◆ **Metin bloğu**

--------------------

Gündem değişirken…
Gündem değişirken neyi yazacağımızı ya da yazmayacağımızı
hesaplar olduk, çünkü hem gündemin dışında hem de gündem yapıcılara hizmet etme
korkusu var. Gündemi yapanlar belirli siyasi çıkarlar amaçlı algılar ile
oynarlar, gerçek yaşanan gündemin dışında yaratılmış bir gündem vardır.
Yaratılmış gündemler ise halkın iyiliğini düşünmez daha çok küçük bir çıkar
grubunun daha fazla baskı yapma özgürlüğü hakkı içindir…
Ülkemizde özgürlükler her daim negatif anlamda gelişmiştir,
tırnak ile kazılarak elde delen özgürlükler ise yaratılan gündemler içinde yok
olmuştur. Şu anda ortaçağ da yaşayan bir insandan daha az özgürlüğe sahip
konumundayız. Onlara göre daha fazla seyahat etme hakkına sahibiz ama
seyahatlerimizde tamamı ile birilerin istediği gibi tüketim üzerinedir, o
yüzden son yüzyıl içinde gerçek anlamda seyyah çıkmamış ama bol bol
istihbaratçı ve bize sunulan bir seyyah öyküleri içinde önyargılarımızın
oluşumuna katkı ya da güçlendirme adına yapılmıştır.
Ölüm her yerde insanları teslim alırken, özgürlükten,
yaşamdan, doğadan yana olanların mücadeleleri her daim bize anarşist ve
terörist kavramları ile birlikte sunulmuştur. Marjinal olmak demek
küreselleşmeye karşı gelmek anlamında kullanılmıştır. Kürselleşme her daim bize
daha fazla özgürlük alanı açacağı olarak sunulurken geçmişte yaşayan
bireylerden daha az özgür ve birey hakkına sahip olduk.
Seyahat özgürlüğü sadece paranın el değiştirmesi olarak
algılanmış ve yapılan tüm geziler birer hiçbir zaman bakılmayacak fotoğraf
albümü olarak önümüze gelmiştir. Hem gidilen yer hem de gidenin daha fazla
tükettiği, geleneksel olanın yok edilerek ne olduğu belli olmayan bir küresel
kültürün parçalayıcı özelliği ile karşılaştık. Şu anda dünyanın hangi büyük
şehrine giderseniz gidin bir birine benzer reklam panoları ve alışveriş
merkezlerinde aynı logolar ile karşılaşırsınız. İşte küreselleşme denen garip
durum budur.

--------------------

◆ **Verilen öğeler**
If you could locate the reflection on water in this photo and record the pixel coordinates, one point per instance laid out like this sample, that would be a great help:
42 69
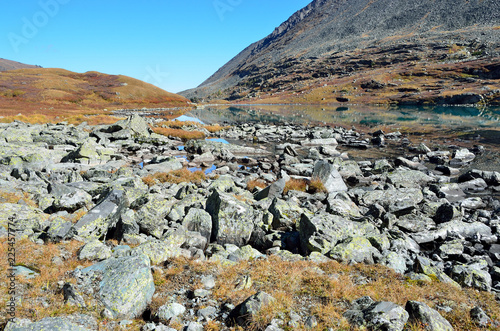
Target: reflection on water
450 121
218 140
185 118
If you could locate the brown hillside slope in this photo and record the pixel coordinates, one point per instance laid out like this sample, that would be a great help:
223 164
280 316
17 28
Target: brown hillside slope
51 90
6 65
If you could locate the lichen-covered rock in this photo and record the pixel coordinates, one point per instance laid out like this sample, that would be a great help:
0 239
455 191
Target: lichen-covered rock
125 285
420 312
73 201
244 312
151 215
245 253
475 275
479 317
94 250
427 267
272 191
160 251
354 250
322 232
329 176
136 124
286 214
27 219
200 221
169 165
170 311
341 205
376 315
98 220
403 178
395 261
233 220
395 200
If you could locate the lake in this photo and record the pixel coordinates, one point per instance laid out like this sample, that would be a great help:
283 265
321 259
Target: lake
434 126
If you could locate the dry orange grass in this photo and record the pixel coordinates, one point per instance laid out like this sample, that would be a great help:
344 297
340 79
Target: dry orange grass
298 286
10 197
312 186
101 119
179 133
182 124
254 183
59 89
175 177
44 287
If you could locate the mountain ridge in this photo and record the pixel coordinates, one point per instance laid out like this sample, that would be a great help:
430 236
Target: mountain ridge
327 27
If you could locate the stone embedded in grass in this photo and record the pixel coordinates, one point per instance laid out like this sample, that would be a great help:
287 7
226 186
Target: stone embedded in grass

--------------------

◆ **Görev**
Gündem ve küreselleşme üzerine yazılmış metni kaldığı yerden sürdürün.

◆ **Çıktı**
Komşular ile sıfır sorun için iktidara gelenler uzak
komşularımız ile de sorunlu hale geldik... Nereden nereye diye bakarken ne kadar
gerilere doğru düştüğümüzü, gündemimiz daha fazla özgürlük derken daha fazla
özgürlükten beklentiler farklılıklar ortaya çıktı, çünkü iktidarı elinde
bulunduranın özgürlüğü artarken ülkede yaşayanların özgürlükleri bir bir yok
oldu.
Yıllar yılı acaba diyorum, dünyayı cahil liderler
danışmanları aracılığı ile iktidar koltuğuna mı oturtuldular, bizler liderler
ile kavga ederken aslında tüm sorumlular üzerilerinde ki örtü sayesinde parayı
verenin çıkarına uygun mu yönlendirdiler bizleri? Kennedy suikastı ve sonrası
gelen tüm dünya liderlerinin arkasında danışmanları bir çıkar kesimini temsil
ettikleri ve emekli olunca lobi firması kurdukları düşünülürse... Parayı verene
hizmette sınır olmayan yerde ne gerçekler ne de insanlık onuru söz konusu
olur...
Demokrasinin olmazsa olmazı olarak gösterilen seçim
sandıklarına hangi eğilimlerin girdiği ortada olmasına rağmen neyin çıkacağı
konusu bu sistem altında her daim kuşkuları içinde barındırmıştır. Seçim
sandıkları sihirbazların kutuları gibidir, giren kayboluyor, yerine başka şey
çıkıyor...
Rezil insanları rezil etmek için boşuna uğraşmayın, onlar
rezil olmazlar...
Fransız devrimini yapanlar henüz kapitalizm
başlangıcındayken öngörüleri ve tespitleri bugüne de ışık tutmaktadır, çünkü
onların başlangıçtaki tutumları katlanarak bugüne ulaşmıştır. Onlar;
"Bugüne kadar imparatorluk, krallık veya parlamentarizm tarafından bize
dayatılmış olan birlik akılsız, keyfi veya zahmetli bir merkeziyetçilikten
başka bir şey değildir.
Paris’in istediği siyasal birlik, tüm yerel inisiyatiflerin
gönüllü birliğiyle tüm bireysel enerjilerin mutluluk, özgürlük ve güvenlik gibi
ortak amaçları göz önünde bulundurarak kendiliğinden ve özgür bir biçimde bir
araya gelmesidir." 19 Nisan 1871, Paris Komünü
Paris kelimesini kaldırın biz olarak okuyun, bugün de bizim
istemlerimiz ile örtüştüğünü görüyorsunuz. Yüz küsur yıldır istemlerimiz aynı
kalmasını nasıl açıklayabiliriz? Kazanımlarımızı liberal ekonomi ile ulus
devletini yok etmesi arasında ilişkiyi göz ardı etmememiz gereklidir, çünkü liberalizm
bugün yaşadığımız tüm sorunların temelini oluşturan bir duruştan başka şey
değildir.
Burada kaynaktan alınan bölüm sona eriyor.